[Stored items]
────────────────
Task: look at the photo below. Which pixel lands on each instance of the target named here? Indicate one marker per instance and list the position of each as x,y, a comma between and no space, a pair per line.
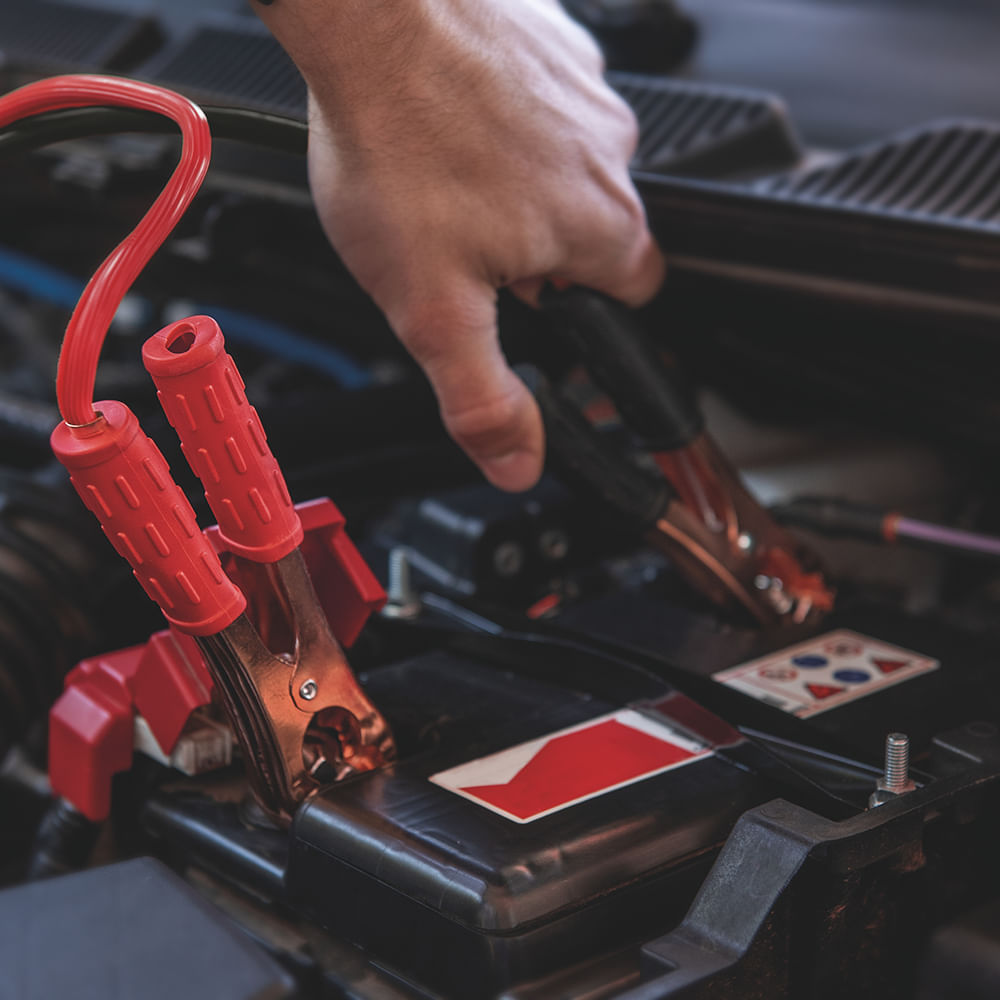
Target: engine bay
710,712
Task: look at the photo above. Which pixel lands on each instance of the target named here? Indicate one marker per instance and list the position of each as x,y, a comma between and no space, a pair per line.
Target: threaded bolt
402,597
897,762
896,778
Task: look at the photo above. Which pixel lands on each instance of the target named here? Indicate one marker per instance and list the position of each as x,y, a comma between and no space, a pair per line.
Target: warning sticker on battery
826,672
542,776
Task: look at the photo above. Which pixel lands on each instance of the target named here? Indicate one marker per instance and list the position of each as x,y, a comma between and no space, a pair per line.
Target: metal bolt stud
895,780
403,601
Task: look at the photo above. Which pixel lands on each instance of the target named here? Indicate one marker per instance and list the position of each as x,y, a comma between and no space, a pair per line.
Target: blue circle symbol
810,662
852,676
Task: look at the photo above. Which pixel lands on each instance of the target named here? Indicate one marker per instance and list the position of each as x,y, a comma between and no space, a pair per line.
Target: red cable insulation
88,326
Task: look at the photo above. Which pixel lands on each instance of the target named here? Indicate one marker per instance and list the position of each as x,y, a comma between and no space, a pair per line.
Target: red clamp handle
124,480
203,397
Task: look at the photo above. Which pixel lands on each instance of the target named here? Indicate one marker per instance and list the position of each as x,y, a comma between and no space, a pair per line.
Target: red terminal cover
124,481
203,397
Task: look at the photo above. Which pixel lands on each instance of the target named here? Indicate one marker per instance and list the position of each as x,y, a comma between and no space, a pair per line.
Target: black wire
239,124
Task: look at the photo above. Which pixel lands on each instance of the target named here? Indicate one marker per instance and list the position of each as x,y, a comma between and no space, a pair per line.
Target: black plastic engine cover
467,901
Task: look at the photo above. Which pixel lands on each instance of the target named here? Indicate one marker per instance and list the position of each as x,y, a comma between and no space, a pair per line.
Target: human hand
458,147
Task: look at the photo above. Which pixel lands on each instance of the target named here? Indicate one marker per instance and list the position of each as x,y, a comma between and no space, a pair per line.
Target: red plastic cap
123,479
203,397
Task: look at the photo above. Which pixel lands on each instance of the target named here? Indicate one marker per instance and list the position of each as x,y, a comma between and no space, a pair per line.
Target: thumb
486,408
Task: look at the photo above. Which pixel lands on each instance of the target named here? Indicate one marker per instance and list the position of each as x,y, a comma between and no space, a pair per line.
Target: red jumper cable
295,706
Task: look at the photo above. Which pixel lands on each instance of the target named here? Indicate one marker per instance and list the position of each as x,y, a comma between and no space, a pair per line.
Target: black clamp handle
651,397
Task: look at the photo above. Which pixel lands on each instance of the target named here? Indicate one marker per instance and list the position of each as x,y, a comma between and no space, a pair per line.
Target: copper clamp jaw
296,707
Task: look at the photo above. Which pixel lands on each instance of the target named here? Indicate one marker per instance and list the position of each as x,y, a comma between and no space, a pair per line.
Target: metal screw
896,777
403,601
554,544
508,558
897,761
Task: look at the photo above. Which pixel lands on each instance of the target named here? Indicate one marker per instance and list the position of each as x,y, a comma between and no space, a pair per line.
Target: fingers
485,406
636,276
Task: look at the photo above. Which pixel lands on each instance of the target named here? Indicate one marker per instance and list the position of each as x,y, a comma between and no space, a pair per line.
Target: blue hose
24,274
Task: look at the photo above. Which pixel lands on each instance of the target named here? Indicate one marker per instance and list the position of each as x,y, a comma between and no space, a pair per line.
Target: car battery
865,671
527,825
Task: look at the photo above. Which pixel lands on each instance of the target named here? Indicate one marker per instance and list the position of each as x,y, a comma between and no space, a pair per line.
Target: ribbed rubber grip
124,480
203,397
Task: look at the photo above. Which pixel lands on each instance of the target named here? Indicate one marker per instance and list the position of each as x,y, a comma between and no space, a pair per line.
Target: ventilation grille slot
946,173
39,37
234,63
706,131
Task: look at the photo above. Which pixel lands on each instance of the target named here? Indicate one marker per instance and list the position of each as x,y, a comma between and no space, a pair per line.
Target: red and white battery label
826,672
542,776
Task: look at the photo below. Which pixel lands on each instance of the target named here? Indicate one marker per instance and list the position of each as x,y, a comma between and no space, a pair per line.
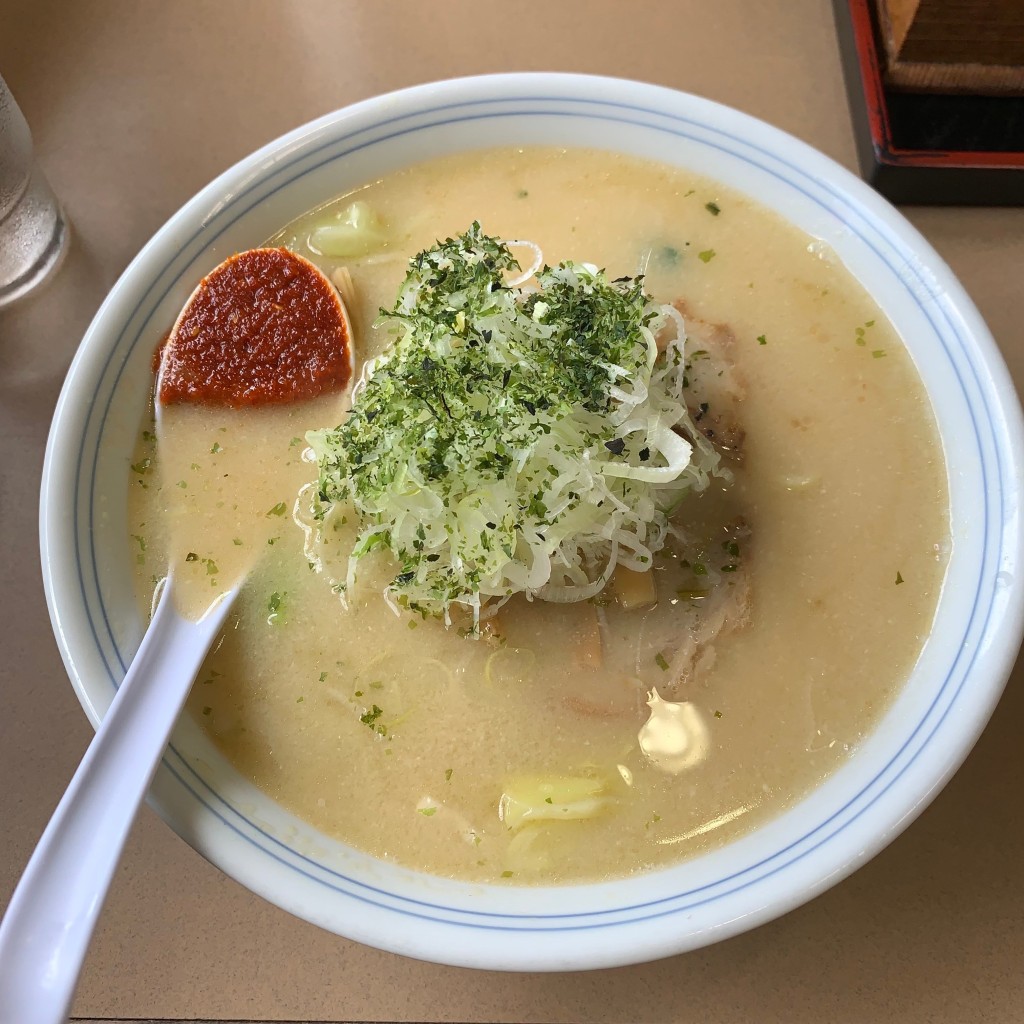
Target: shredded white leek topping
522,437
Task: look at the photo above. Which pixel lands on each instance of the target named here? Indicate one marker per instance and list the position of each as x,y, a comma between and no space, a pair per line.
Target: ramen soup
674,709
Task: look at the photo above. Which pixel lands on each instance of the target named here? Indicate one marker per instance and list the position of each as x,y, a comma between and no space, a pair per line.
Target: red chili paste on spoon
263,327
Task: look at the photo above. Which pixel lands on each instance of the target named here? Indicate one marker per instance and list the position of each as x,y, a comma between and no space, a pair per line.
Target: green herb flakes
370,718
505,403
274,605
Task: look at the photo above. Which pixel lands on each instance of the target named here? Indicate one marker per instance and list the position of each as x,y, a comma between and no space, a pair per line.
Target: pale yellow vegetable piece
355,231
558,798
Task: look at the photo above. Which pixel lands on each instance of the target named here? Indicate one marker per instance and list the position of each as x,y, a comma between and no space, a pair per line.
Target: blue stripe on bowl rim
682,127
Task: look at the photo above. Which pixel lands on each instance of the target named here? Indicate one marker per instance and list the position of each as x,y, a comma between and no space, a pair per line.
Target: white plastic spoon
45,933
46,930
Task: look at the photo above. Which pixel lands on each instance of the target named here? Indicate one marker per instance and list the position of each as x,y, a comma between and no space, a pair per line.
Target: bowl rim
999,655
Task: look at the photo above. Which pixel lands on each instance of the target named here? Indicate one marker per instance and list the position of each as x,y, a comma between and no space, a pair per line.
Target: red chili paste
263,327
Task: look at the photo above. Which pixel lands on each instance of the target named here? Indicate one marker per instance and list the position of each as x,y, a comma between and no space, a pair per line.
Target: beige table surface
134,107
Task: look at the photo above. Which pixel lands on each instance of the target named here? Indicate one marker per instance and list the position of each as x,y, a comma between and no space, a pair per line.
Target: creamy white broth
841,491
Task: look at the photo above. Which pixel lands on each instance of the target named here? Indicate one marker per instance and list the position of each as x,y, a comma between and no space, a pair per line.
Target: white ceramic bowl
887,781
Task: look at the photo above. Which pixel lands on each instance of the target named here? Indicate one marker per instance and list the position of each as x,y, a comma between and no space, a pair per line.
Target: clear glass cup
33,229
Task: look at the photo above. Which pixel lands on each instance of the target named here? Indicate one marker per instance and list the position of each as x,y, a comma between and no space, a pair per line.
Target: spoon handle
49,922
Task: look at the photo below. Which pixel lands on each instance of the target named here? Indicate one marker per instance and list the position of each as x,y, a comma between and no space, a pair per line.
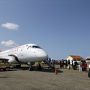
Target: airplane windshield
36,47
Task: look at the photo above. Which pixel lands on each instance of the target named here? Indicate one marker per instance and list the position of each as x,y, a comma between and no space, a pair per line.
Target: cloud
9,43
10,26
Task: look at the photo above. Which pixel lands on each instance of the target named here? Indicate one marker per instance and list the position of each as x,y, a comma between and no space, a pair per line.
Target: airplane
24,54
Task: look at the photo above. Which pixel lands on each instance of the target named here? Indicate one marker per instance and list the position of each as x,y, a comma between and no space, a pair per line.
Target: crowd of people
75,65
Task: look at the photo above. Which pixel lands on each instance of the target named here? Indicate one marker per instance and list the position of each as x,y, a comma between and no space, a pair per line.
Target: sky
60,27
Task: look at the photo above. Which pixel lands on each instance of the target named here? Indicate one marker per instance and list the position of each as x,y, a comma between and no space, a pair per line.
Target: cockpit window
36,47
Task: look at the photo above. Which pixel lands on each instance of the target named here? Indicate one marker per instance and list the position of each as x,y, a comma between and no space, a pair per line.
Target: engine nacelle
11,59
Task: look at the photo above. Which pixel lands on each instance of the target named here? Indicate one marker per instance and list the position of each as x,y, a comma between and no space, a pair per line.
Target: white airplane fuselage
25,53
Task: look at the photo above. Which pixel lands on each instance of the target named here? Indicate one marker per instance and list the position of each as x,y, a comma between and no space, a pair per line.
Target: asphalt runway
44,80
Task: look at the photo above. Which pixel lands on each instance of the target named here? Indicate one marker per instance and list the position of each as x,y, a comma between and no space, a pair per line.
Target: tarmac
44,80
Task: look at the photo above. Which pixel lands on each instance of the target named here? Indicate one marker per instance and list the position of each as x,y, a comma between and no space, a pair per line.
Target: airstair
49,64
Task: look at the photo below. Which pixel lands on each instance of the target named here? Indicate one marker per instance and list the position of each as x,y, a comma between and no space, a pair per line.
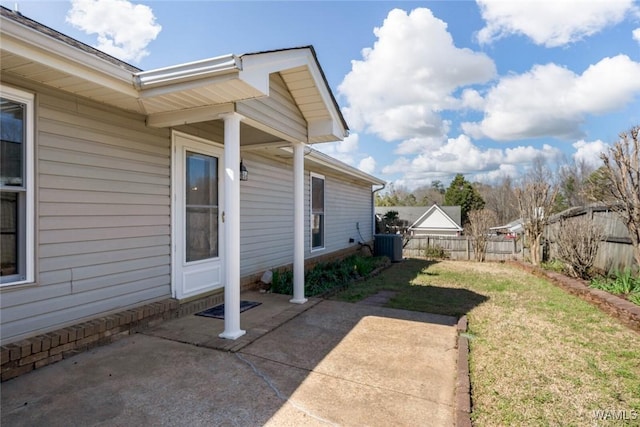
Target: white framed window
317,211
16,186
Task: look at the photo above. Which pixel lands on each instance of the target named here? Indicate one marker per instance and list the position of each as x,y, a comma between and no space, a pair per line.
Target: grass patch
622,283
539,355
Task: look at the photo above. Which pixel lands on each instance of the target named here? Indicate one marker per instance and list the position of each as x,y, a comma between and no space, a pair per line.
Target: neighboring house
420,220
438,221
121,187
510,230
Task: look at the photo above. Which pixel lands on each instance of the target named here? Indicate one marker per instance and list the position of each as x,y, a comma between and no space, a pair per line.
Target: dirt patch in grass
539,356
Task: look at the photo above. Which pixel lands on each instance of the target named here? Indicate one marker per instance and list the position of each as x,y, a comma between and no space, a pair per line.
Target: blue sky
429,89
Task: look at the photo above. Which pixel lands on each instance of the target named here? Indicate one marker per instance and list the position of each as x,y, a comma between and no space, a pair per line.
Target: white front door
197,215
────────────────
Work to be completed:
Locate each line of the material above that contains the string "patch" and copy those lines out in full.

Written response:
Target: grass patch
Target: dirt patch in grass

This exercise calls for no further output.